(Tarefa 1):
Reescreva o trecho da decisão judicial desde "AGRAVO DE INSTRUMENTO. AÇÃO" até "profundidade, são necessárias.", substituindo "instrução processual" por "fase probatória".
(Tarefa 2):
Dê continuidade ao trecho da decisão judicial a partir do ponto em que ele termina.
*** Trecho selecionado ***
Logo, neste sumário exame cognitivo, não se vislumbra os requisitos autorizadores da medida pleiteada , o que não afasta eventual procedência do pedido, após o estabelecimento do amplo contraditório e produção de provas, notadamente de perícia médica.

Ante o exposto, nego provimento ao agravo de instrumento.

É o voto.

 

 

 

 

 

 

 

 



E M E N T A

 

AGRAVO DE INSTRUMENTO. AÇÃO DE PROCEDIMENTO COMUM. TUTELA PROVISÓRIA. PROBABILIDADE DO DIREITO. AUSÊNCIA. FORNECIMENTO DE MEDICAMENTO. TEMA 106/STJ. IMPRESCINDIBILIDADE OU NECESSIDADE DO FÁRMACO.INEFICÁCIA DO TRATAMENTO FORNECIDO PELO SUS. NÃO COMPROVAÇÃO.

1.Embora fosse sempre desejável uma tutela exauriente e definitiva contemporânea à exordial, a realidade é que a instrução processual, a formação do convencimento e o exercício do contraditório demandam tempo. Quando esse tempo é incompatível com o caso concreto, tutelas de cognição sumária, posto que sofrem limitações quanto à profundidade, são necessárias.

2.No caso das tutelas provisórias de urgência , requerem-se, para sua concessão, elementos que evidenciem a probabilidade do direito, perigo de dano ou risco ao resultado útil do processo (art. 300, CPC) e a ausência de perigo de irreversibilidade da decisão.
*** Material apresentado ***
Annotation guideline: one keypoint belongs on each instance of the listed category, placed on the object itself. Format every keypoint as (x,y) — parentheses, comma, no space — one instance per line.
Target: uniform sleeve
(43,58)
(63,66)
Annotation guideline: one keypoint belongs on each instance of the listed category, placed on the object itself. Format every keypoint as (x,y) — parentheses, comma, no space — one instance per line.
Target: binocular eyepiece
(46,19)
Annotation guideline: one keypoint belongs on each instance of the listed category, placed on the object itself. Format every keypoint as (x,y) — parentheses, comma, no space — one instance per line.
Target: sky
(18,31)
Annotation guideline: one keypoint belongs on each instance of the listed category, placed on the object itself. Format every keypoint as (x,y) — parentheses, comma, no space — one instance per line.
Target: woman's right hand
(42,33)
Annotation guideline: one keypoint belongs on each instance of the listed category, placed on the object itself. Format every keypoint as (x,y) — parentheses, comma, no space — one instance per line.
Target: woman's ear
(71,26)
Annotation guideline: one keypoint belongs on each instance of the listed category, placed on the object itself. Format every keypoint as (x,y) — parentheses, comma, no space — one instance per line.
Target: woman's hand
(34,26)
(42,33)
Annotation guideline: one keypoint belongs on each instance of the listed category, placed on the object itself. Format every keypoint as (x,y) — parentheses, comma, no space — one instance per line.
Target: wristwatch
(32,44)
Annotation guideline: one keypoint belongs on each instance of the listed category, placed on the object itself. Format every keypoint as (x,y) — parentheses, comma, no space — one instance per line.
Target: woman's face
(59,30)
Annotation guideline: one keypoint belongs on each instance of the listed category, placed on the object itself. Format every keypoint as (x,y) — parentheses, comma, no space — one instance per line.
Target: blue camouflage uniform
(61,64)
***
(Resposta 1):
AGRAVO DE INSTRUMENTO. AÇÃO DE PROCEDIMENTO COMUM. TUTELA PROVISÓRIA. PROBABILIDADE DO DIREITO. AUSÊNCIA. FORNECIMENTO DE MEDICAMENTO. TEMA 106/STJ. IMPRESCINDIBILIDADE OU NECESSIDADE DO FÁRMACO.INEFICÁCIA DO TRATAMENTO FORNECIDO PELO SUS. NÃO COMPROVAÇÃO.

1.Embora fosse sempre desejável uma tutela exauriente e definitiva contemporânea à exordial, a realidade é que a fase probatória, a formação do convencimento e o exercício do contraditório demandam tempo. Quando esse tempo é incompatível com o caso concreto, tutelas de cognição sumária, posto que sofrem limitações quanto à profundidade, são necessárias.

(Resposta 2):
3.A saúde é um direito social garantido pela Constituição da República (art. 6º), indissociável do direito à vida (art. 5º, caput). À luz dos artigos 196 e 198, § 1º, da Magna Carta, a União, os Estados-Membros, o Distrito Federal e os Municípios são solidariamente responsáveis pela prestação do serviço de saúde à população, o que implica não apenas na elaboração de políticas públicas e em uma consistente programação orçamentária para tal área, como também em uma atuação integrada entre tais entes, que não se encerra com o mero repasse de verbas.

4. A recusa no fornecimento do medicamento pretendido pela autora implica em desrespeito às normas que lhe garantem o direito à saúde e, acima de tudo, o direito à vida, direitos estes indissociáveis.

5.A Primeira Seção do c. Superior Tribunal de Justiça, quando do julgamento do REsp 1.657.156/RJ (Tema 106), de relatoria do Ministro Benedito Gonçalves, sob a sistemática dos recursos repetitivos, firmou tese no sentido de que "a concessão dos medicamentos não incorporados em atos normativos do SUS exige a presença cumulativa dos seguintes requisitos: (i) Comprovação, por meio de laudo médico fundamentado e circunstanciado expedido por médico que assiste o paciente, da imprescindibilidade ou necessidade do medicamento, assim como da ineficácia, para o tratamento da moléstia, dos fármacos fornecidos pelo SUS; (ii) incapacidade financeira de arcar com o custo do medicamento prescrito; (iii) existência de registro na ANVISA do medicamento".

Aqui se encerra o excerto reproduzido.